**Extracted data entries**

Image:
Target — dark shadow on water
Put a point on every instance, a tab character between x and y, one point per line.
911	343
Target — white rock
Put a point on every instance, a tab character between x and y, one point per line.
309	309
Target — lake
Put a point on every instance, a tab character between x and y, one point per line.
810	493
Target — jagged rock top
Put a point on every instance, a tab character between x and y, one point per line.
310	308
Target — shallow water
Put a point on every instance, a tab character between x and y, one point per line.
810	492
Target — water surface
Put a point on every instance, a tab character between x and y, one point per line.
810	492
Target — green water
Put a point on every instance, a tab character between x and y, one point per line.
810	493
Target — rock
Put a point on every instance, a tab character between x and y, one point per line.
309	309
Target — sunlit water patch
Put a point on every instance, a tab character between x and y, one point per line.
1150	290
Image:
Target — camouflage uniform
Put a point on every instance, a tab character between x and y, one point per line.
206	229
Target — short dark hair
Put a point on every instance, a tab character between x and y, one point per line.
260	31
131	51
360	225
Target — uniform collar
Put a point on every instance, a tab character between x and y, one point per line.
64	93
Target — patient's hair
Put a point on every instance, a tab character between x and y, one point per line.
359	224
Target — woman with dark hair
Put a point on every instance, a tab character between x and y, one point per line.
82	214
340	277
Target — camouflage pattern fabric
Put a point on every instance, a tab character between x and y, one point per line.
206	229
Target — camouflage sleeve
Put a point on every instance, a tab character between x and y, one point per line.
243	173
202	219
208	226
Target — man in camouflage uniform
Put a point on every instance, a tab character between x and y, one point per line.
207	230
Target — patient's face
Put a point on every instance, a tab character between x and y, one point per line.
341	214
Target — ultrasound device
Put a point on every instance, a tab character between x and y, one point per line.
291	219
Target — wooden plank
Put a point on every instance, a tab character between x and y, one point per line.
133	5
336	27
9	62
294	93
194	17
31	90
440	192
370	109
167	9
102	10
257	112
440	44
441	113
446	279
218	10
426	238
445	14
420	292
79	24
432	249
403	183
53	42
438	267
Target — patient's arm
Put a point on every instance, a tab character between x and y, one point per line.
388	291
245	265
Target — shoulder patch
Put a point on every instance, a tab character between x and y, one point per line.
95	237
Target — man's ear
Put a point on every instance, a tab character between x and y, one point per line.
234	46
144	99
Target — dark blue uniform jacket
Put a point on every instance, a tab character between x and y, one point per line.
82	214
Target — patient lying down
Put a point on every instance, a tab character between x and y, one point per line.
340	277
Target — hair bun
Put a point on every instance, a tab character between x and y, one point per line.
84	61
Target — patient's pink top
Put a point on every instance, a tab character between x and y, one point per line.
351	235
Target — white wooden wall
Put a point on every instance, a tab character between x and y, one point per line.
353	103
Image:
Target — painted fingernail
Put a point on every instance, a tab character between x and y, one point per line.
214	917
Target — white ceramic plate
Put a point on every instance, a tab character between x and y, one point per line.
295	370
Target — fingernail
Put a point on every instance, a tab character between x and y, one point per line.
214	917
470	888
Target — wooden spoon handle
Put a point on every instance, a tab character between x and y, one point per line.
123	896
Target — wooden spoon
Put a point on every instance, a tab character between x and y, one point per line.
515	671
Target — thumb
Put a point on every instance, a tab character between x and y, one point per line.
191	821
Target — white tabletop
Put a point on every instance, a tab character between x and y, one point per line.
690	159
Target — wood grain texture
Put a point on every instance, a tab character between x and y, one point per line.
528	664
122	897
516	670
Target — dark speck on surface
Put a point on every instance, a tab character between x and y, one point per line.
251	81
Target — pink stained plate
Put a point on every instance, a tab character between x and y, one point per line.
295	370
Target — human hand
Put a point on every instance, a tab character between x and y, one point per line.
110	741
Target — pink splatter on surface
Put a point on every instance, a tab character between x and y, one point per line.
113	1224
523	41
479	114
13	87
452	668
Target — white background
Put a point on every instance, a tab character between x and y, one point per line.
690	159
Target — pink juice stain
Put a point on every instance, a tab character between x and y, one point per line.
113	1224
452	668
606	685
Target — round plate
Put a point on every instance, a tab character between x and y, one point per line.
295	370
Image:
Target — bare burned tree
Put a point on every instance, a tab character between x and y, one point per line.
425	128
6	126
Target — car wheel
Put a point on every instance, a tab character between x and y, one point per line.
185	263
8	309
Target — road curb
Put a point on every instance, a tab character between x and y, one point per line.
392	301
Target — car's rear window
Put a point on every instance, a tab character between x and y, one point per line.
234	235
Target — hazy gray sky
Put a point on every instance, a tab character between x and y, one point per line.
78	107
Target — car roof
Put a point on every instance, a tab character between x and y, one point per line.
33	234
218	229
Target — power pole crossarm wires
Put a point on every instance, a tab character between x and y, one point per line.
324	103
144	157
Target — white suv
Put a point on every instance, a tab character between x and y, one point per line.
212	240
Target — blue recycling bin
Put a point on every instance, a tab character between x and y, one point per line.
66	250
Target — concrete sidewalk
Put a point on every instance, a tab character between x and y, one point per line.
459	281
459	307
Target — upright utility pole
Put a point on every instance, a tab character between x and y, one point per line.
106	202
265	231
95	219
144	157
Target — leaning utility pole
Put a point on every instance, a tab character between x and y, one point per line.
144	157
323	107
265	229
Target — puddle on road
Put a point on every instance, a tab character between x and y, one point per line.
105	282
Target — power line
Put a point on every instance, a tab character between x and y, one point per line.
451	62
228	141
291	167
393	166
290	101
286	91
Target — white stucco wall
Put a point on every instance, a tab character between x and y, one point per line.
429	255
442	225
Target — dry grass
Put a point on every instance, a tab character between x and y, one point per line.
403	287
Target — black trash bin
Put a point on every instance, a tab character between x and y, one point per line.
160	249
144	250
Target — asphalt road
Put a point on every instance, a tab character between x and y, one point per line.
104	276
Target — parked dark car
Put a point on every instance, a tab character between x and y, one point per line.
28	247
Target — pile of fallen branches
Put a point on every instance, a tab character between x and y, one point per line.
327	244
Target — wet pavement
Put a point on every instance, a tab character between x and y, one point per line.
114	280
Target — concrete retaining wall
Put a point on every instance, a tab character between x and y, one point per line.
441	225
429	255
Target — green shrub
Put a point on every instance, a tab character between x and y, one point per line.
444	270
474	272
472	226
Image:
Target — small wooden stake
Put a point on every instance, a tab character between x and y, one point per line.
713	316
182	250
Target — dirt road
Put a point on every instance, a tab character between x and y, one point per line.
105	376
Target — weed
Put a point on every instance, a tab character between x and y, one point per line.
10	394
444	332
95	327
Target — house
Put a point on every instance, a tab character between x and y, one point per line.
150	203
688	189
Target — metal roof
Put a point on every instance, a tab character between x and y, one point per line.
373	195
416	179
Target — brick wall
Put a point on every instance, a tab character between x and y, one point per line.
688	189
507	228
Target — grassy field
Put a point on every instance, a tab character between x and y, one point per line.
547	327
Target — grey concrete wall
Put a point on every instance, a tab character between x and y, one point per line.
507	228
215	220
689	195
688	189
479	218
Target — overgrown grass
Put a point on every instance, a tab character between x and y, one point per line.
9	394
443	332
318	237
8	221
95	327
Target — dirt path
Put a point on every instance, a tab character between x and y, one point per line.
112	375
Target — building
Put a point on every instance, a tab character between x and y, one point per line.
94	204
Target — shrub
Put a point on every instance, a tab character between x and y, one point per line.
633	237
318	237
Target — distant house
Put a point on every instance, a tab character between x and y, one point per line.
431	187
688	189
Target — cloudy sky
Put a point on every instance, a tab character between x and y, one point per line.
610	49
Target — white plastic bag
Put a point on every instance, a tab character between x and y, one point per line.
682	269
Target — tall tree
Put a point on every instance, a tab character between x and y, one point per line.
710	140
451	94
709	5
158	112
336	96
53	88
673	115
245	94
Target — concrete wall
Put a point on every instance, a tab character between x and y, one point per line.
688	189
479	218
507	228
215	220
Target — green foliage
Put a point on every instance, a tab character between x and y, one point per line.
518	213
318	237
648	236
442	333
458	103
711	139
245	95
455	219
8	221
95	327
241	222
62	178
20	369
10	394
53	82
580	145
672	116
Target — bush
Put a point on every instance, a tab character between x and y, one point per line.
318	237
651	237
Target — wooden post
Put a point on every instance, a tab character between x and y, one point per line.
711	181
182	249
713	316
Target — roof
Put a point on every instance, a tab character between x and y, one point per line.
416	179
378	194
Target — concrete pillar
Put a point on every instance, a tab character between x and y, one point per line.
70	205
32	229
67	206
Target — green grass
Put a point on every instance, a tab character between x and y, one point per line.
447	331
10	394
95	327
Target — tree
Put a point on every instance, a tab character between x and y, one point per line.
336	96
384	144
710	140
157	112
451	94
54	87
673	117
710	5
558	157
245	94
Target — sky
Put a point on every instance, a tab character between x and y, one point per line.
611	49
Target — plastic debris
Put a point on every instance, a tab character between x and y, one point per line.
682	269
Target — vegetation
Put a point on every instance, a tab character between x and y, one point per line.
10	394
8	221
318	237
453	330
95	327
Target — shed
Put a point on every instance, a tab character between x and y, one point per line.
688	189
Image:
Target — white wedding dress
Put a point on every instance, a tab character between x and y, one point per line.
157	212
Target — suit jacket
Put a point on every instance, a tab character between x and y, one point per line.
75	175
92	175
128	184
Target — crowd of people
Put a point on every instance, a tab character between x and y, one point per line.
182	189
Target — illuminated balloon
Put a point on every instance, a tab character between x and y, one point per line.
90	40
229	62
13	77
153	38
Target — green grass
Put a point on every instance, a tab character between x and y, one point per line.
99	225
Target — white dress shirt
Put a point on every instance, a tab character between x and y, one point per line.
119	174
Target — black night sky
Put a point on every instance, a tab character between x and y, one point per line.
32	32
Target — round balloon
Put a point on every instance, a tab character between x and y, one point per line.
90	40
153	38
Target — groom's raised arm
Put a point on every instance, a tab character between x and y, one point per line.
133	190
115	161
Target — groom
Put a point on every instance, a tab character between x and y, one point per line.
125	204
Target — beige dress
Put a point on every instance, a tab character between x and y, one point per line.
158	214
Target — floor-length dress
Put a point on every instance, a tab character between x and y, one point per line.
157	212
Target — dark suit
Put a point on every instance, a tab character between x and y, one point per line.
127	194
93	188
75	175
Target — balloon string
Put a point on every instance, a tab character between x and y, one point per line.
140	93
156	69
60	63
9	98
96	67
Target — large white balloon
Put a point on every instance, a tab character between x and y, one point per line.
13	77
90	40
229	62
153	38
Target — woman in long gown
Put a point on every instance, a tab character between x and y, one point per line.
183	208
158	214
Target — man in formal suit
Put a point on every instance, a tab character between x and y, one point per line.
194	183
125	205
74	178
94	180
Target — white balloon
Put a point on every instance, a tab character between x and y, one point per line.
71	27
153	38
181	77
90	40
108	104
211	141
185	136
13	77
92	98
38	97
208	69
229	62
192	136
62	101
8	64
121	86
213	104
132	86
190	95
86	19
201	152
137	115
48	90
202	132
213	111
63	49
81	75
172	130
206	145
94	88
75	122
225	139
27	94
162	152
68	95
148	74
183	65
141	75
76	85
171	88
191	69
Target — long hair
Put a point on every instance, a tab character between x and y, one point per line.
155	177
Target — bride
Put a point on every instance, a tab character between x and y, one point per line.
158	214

**PROBLEM REQUIREMENTS**
In the entries above, the lines between the one holding "Target — hazy gray sky" and the one holding "Target — dry grass", inclusive, are to be printed exactly as written, and those alone.

**EXERCISE SOLUTION**
Target — hazy gray sky
Put a point on every instance, a tab character between x and y, one point per line.
78	107
Target — car roof
Put a point on every instance, a tab character between x and y, one point per line.
33	234
218	229
Target — power pole crossarm wires
Put a point on every instance, a tab character between x and y, one point per line.
324	103
144	157
Target — white suv
Put a point on every instance, a tab character between x and y, one point per line.
212	240
Target — blue recycling bin
Put a point on every instance, a tab character between x and y, one point per line.
66	250
Target — concrete sidewalk
Put a point on every instance, a tab character between x and y, one point per line.
459	281
459	307
Target — upright utility pole
Put a point on every instance, a tab character between x and y, one point per line.
106	202
265	231
95	219
144	157
Target — leaning utility pole
Put a point on every instance, a tab character between x and y, one point per line.
144	157
323	107
265	229
Target — puddle on road
Put a point on every instance, a tab character between x and y, one point per line.
105	282
Target — power line
Put a point on every instance, a tab character between x and y, one point per line.
451	62
228	141
291	167
393	166
290	101
286	91
Target — white stucco wall
Put a point on every instance, a tab character between x and y, one point per line.
429	255
442	225
Target — dry grass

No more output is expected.